= Extrait à lire =
■ ■ ■ ■

Face à ces enjeux environnementaux, économiques et sanitaires planétaires, le PNUE, chargé d’évaluer l’efficacité des approches internationales en matière de lutte contre les déchets plastiques en mer, souligne l’absence d’institution dédiée à l’échelle mondiale. Seule existe la convention internationale MARPOL (MARine POLlution) pour la prévention de la pollution par les navires, qui depuis 1988, interdit le rejet à la mer de matières plastiques.

En France, plusieurs mesures visant à réduire ou supprimer l’utilisation du plastique sont en place : le plan Biodiversité (2018), la loi pour la reconquête de la biodiversité (2016), la loi de transition énergétique pour la croissance verte (2015), etc.
La création d’une filière REP visant à gérer les mégots de cigarettes sera à l’étude dans le cadre du projet de loi Déchets en 2019. Enfin, dans la feuille de route pour l’économie circulaire, la France se donne pour objectif de recycler 100 % des déchets plastiques en 2025.

Déchets nucléaires : la France contribue à hauteur de 19 % aux déchets nucléaires mondiaux

Autre enjeu environnemental national, 77 % de l’électricité en France est produite à partir de centrales nucléaires. La France possède 13 % des réacteurs nucléaires mondiaux en fonctionnement et produit 18 % de l’électricité d’origine nucléaire.

■ ■ ■ ■

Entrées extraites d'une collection

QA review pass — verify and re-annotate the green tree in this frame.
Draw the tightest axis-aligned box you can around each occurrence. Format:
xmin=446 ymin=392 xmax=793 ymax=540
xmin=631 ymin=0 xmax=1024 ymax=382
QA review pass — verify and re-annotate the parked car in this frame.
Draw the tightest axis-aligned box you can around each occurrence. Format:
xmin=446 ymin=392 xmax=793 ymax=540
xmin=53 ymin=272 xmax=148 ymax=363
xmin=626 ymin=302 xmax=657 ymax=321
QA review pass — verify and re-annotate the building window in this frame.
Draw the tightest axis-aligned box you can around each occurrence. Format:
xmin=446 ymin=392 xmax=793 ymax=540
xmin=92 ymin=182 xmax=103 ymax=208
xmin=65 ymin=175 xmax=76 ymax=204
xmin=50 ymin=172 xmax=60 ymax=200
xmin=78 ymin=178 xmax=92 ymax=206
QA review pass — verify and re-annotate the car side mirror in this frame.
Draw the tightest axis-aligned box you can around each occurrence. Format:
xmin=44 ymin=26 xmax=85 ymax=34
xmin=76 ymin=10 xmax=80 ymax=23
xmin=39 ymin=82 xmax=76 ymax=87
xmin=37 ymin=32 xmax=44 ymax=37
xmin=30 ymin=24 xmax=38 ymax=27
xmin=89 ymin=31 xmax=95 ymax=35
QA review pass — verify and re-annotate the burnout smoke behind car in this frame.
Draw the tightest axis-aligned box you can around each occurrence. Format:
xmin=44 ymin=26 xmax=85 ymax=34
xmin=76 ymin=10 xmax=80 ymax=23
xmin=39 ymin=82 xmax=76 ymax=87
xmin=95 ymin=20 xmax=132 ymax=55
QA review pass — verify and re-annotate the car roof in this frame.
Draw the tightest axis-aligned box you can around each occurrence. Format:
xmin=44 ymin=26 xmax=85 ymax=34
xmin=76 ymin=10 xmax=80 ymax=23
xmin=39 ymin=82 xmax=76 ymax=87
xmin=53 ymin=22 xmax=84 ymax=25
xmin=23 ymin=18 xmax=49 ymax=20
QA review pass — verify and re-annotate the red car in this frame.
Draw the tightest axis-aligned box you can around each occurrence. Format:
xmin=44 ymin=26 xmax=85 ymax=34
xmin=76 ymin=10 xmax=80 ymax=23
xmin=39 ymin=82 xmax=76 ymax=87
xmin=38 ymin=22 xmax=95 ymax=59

■ ■ ■ ■

= Travail demandé =
A. Selon l'extrait à lire, depuis quelle année la convention MARPOL interdit-elle le rejet à la mer de matières plastiques ?
B. Reproduisez fidèlement le passage de l'extrait à lire qui commence par les mots « Face à ces enjeux » et se termine par « verte (2015), etc. ».

= Réponses attendues =
A. Depuis 1988.

B.
Face à ces enjeux environnementaux, économiques et sanitaires planétaires, le PNUE, chargé d’évaluer l’efficacité des approches internationales en matière de lutte contre les déchets plastiques en mer, souligne l’absence d’institution dédiée à l’échelle mondiale. Seule existe la convention internationale MARPOL (MARine POLlution) pour la prévention de la pollution par les navires, qui depuis 1988, interdit le rejet à la mer de matières plastiques.

En France, plusieurs mesures visant à réduire ou supprimer l’utilisation du plastique sont en place : le plan Biodiversité (2018), la loi pour la reconquête de la biodiversité (2016), la loi de transition énergétique pour la croissance verte (2015), etc.